PASSAGE GIVEN:
----------------------------------------

At the core of the case is the refusal by the Minister of the first named applicant's application under the IBC 05 Scheme.

2. Eight Cases
The Minister for Justice, Equality and Law Reform, the respondent/appellant, hereinafter referred to as the 'the Minister', has appealed from the judgments of the High Court (Finlay Geoghegan J.) in seven cases where the High Court quashed the decision of the Minister to refuse applications for permission to remain in the State to foreign national parents of Irish born children under a scheme which he had introduced. In the eighth case the Minister is appealing against the order for costs made in the High Court.

3. These related cases are:

      (i) Bode v. The Minister, Appeal No. 485/2006
      (ii) Oguekwe v. The Minister, Appeal No. 489/2006
      (iii) Dimbo v. The Minister, Appeal No. 484/2006
      (iv) Fares v. The Minister, Appeal No. 483/2006
      (v) Oviawe v. The Minister, Appeal No. 480/2006
      (vi) Duman v. The Minister, Appeal No. 482/2006
      (vii) Adio v. The Minister, Appeal No. 481/2006
      (viii) Edet v. The Minister, Appeal No. 005/2007
The Minister was represented in all the cases by the same counsel. The same affidavit of Maura Hynes, a principle officer in the Department of Justice, Equality and Law Reform, was filed in all cases on behalf of the Minister. Similar written submissions were filed on behalf of the Minister in all cases.

4. The general facts and law relating to the Minister's decision in the administrative scheme in the seven cases are set out in the Bode judgment. The particular facts, law, and decision of this case are set out herein.

5. Parties
Farouq Adio (a minor suing by his mother and next friend Folashade Olubunmi Adio), the third named applicant, and hereinafter referred to as 'the third named applicant' was born in the State on the 27th March, 2003. The third named applicant is the son of Folashade Olubunmi Adio, the first named applicant, and hereinafter referred to as 'the first named applicant'. The first named applicant is a national of Nigeria and arrived in the State in March, 2003. Fuad Adio (a minor suing by his mother and next friend Folashade Olubunmi Adio), the second named applicant, is hereinafter referred to as 'the second named applicant'. He is also a son of the first named applicant, he was born in Nigeria in 2001.

6. Particular Facts
This case raises the issue of the time limit requirements for applications under the IBC 05 Scheme.

The learned High Court judge found that the first named applicant submitted an application form to the IBC 05 Scheme on the 26th April, 2005, which was received by the Minister on the 5th May, 2005.

The decision of the Minister was given by letter dated 29th November, 2005, in the following terms:-

      "I am directed by the Minister for Justice, Equality and Law Reform to refer to the IBC/05 application form submitted by you in connection with the revised arrangements announced by the Minister on 15th January 2005 for the processing of applications for permission to remain in the State from the non-national parents of Irish born children born before 1st January, 2005.

      As stated on the application form, and in the Minister's announcement, the closing date for the submission of applications for consideration under the revised arrangements was 31st March 2005. Your application, which was received by this Department on 5th May, 2005, was too late for consideration. Accordingly, I am to inform you that an application from you cannot be considered under the revised arrangements. The IBC/05 application form and your original supporting documents are returned herewith."

----------------------------------------

DATA EXTRACT:
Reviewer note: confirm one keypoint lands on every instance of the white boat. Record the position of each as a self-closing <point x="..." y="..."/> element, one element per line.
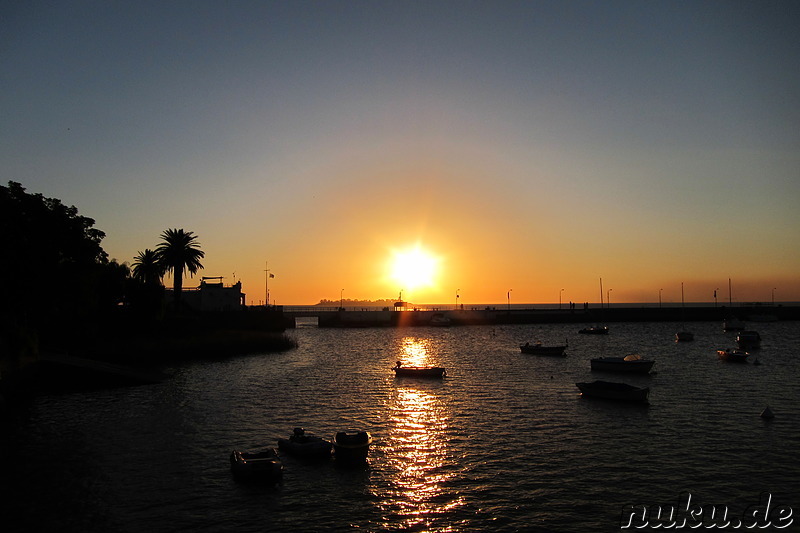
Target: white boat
<point x="630" y="364"/>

----------------------------------------

GOAL A: In the court judgment, on what date did the Minister receive the first named applicant's application form?
GOAL B: Pick up the court judgment on the IBC 05 Scheme right after its last sentence and keep writing.
You can leave the lines above out of account.

FINAL RESULT A: The Minister received it on the 5th May, 2005.

FINAL RESULT B:
A further application was made on her behalf and the letter which had been sent out on the 29th November, 2005 was re-issued on the 19th December, 2005.

7. High Court Proceedings
By order of the High Court on the 13th February, 2006, the applicants were granted leave to apply by way of an application for judicial review for:

      "1. An order of certiorari by way of an application for judicial review quashing the decision of the [Minister], dated 29th November, 2005 and re-issued by letter dated 19th December, 2005 refusing to consider the first named applicant's application for permission to reside in the State;

      2. An order of mandamus by way of an application for judicial review directing the [Minister] to consider the application of the first named applicant to reside in the State with the second and third named applicants."

8. High Court Order
The learned High Court judge noted that as in many of the other applications in the related proceedings the primary submission made was that each of the decisions, of the 29th November, 2005, and 19th December, 2005, was unlawful or invalid in that they were taken without any consideration of the personal rights of the Irish citizen child guaranteed by Article 40.3 of the Constitution and in breach of the citizen child's right to respect for his private life under Article 8 of the European Convention on Human Rights as implemented in the State. As in the related cases, the Minister submitted that he was not required to consider the Constitutional or Convention rights in making decisions under the scheme.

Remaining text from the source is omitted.